**Your task**
Restate all of the entries exactly, dropping any pictures they hold.

**Supplied data**
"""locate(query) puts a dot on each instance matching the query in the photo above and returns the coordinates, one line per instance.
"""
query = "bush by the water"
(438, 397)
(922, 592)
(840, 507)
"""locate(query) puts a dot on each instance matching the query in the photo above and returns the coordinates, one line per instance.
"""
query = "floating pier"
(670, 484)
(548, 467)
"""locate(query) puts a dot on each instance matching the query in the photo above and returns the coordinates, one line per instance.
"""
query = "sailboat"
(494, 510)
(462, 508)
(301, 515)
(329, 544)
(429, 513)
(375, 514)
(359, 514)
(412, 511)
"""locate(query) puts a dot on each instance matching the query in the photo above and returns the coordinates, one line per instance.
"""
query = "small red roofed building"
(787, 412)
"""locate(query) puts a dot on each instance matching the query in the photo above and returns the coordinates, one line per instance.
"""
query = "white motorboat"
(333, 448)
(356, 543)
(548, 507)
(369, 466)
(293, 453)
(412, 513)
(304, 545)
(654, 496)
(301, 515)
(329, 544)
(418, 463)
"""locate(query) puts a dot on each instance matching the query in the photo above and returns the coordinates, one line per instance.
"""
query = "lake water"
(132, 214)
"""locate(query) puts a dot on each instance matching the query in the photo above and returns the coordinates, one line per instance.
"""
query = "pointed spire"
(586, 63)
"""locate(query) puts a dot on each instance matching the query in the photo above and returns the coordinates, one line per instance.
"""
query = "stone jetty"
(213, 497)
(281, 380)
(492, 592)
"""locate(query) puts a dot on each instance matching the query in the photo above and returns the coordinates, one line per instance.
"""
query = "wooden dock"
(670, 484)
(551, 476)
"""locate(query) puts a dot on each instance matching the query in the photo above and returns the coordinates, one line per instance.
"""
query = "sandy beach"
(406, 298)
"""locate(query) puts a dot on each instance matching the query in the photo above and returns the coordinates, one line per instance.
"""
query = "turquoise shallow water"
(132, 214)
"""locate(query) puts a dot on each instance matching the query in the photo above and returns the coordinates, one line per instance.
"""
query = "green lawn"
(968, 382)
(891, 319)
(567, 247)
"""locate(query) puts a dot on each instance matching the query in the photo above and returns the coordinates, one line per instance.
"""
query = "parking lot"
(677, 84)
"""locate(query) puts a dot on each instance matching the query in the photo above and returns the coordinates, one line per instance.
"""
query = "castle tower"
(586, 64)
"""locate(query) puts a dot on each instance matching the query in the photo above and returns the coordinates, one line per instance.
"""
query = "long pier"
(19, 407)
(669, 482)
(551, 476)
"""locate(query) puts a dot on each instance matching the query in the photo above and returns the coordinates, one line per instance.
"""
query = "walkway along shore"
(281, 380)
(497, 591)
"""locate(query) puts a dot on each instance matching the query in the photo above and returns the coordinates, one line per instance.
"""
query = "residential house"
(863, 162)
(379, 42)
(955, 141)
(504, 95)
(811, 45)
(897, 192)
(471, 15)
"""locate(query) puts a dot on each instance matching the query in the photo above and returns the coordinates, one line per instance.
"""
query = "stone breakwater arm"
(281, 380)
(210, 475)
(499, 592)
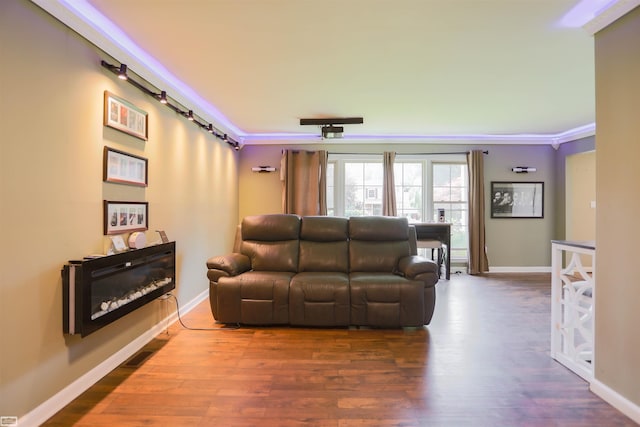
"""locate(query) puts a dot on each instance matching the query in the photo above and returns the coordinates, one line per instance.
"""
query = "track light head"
(122, 74)
(332, 132)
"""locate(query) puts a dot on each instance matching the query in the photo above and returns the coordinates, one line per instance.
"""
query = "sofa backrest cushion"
(324, 244)
(377, 243)
(271, 242)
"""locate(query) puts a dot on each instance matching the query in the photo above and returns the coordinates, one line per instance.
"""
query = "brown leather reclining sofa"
(323, 271)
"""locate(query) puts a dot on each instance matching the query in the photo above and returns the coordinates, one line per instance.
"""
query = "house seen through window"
(423, 184)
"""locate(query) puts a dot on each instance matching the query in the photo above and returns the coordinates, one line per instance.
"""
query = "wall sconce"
(523, 169)
(263, 169)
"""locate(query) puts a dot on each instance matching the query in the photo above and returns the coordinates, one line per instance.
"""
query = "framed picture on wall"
(124, 168)
(124, 116)
(125, 217)
(517, 199)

**Finished exercise**
"""locate(query) puts a dot on each instance matching the query in the photo above and returns the coordinates, one line per instance.
"""
query = "bush by the water"
(438, 397)
(922, 592)
(840, 507)
"""locate(query) puts a dot on each instance matching the query in the photo above and returns the coordinates, one line per instance.
"""
query = "floating pier"
(670, 484)
(548, 467)
"""locate(query) puts a dot on each instance matching the query in the photo above and returns the coordinates, one line per instance.
"""
query = "sailboat"
(494, 510)
(462, 508)
(301, 515)
(329, 544)
(429, 513)
(375, 514)
(359, 514)
(412, 511)
"""locate(query) puts a dot on each instance matching the query in the photo above and returns the coordinates, one line per instance.
"""
query = "small red roofed building"
(787, 412)
"""locate(query) puts a dot on each instance matching the query in the photo above and returns the coordinates, one line per instance.
"""
query = "white motorboat"
(333, 448)
(356, 543)
(548, 507)
(369, 466)
(293, 453)
(412, 513)
(304, 545)
(654, 496)
(301, 515)
(329, 544)
(418, 463)
"""locate(query) puts a dot on each instance matching the query in the photo above and returns the coordinates, one line per instance.
"""
query = "lake water"
(132, 214)
"""locate(query) puts a dot on each instance matching the query in the photo above and returns the coordinates, one line per instance.
"""
query = "pointed spire"
(586, 63)
"""locate(query) puts a dot on each instance matching the query in the photo above and returns the coordinates, one line per instance.
"""
query = "stone jetty"
(213, 497)
(281, 380)
(492, 592)
"""locate(query) puts a dot on each instance matching the query in the photo above and returns the coordinates, one line per instance.
"""
query = "wooden dock"
(670, 484)
(551, 476)
"""locate(query) puts a dot on each instance matching the query in the photo above and returns the coordinates, one line per instance.
"""
query = "sandy beach"
(406, 298)
"""locate(query) puts a dot on each instance matching the query in the photo above and returns the coordinates, one line per instance.
"""
query = "turquoise shallow water"
(132, 214)
"""locate(query) puts a dot on each instance matching the query in the photo above and returns the coordinates, one line per instance.
"""
query = "green lawn"
(968, 382)
(891, 319)
(567, 247)
"""locate(query) puts a dot on each instance matching the query in the photo above and returns the coordinates, one line per instance.
"""
query = "parking lot"
(677, 84)
"""locate(query) puts a dot on each instance matching the query in the photo above and returns the coordinates, one line per instance.
"""
query = "castle tower"
(586, 64)
"""locate(query) puts a dot on each instance matching the query in the photo above and returns the coordinates, one line per instance.
"""
query = "long pier"
(19, 407)
(669, 482)
(551, 476)
"""locate(query) puts a dot on each instance matching the query in the photo above and returns the coordinates, one line per instance.
"""
query = "walkway along shore"
(281, 380)
(497, 591)
"""locate(query) puts a dot on each instance matching the query in the photo above and returns the coordinates, one line per instance.
"""
query = "residential house"
(863, 162)
(379, 42)
(955, 141)
(504, 95)
(811, 45)
(897, 192)
(471, 15)
"""locate(query) puts a dot on each instance matching the query in the photo above and returns the coordinates, one line per instance.
"""
query = "stone breakwater arm"
(281, 380)
(210, 475)
(499, 592)
"""locate(query) puts a dot on each instance matching the query in the photo above and returns the coordinates, one line per instance.
"""
query = "track light head"
(122, 74)
(332, 132)
"""locate(query) puts a dot on each instance matching the query in the photo above and returns the coordinates, one line per instance.
"""
query = "sofa backrest cushion"
(324, 244)
(377, 243)
(271, 242)
"""locate(query) puts a dot on each instance matching the query in the photo above and returns the coordinates, one line per instance.
"""
query = "brown leather reclining sofa"
(323, 271)
"""locate(query) puts a dot on each instance matching the query in the photo above and returns the coordinates, one line per instance.
"""
query = "house seen through window"
(423, 184)
"""locate(query) puts a dot on each instance matching the query in the photo above and returns the coordinates, one line per instance.
"""
query = "wall sconce"
(523, 169)
(263, 169)
"""locate(query) puts a dot on each instance matching the query in the photo above and returns the coordinates, one line per instance.
"""
query = "framed picture on wall"
(124, 168)
(124, 116)
(125, 217)
(517, 199)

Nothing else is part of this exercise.